## Prompt
The passage below is about the new UK osteoporosis guideline. List every level of osteoporotic fracture risk named in that guideline's full title.

## Text provided
########################################
Three different UK guidelines for osteoporosis have been published over the last 10 years2–4 and even for specialists, this can be confusing. During 2020, a working party group convened to produce a new UK osteoporosis guideline5 to supplement this other guidance and to endorse the revolution in the treatment of patients at very high risk, and some at high risk, of osteoporosis fracture.5
The UK consensus guideline on the management of patients at low, high, and very high risk of osteoporotic fracture5 was written by a team of bone and primary care specialists who have reviewed the latest evidence. It is intended to support primary care in the management of people at different risks of osteoporotic fracture. Its recommendations are based on evidence from studies of women after the menopause, although they can be used in men with osteoporosis. This article aims to explain this new guideline and how it supplements other UK guidance. Throughout the rest of this article the guideline is referred to as the consensus guideline. A summary algorithm from the consensus guideline is shown in Figure 1.5
Note: Not all of the treatments discussed in this article currently (December 2020) have UK marketing authorisation. The prescriber should follow relevant professional guidance, taking full responsibility for all clinical decisions. Informed consent should be obtained and documented. See the General Medical Council’s guidance on Good practice in prescribing and managing medicines and devices6 for further information.
########################################
## Data records

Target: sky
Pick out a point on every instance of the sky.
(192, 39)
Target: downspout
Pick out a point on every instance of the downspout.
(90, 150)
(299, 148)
########################################
## Output for this exercise
- Low risk
- High risk
- Very high risk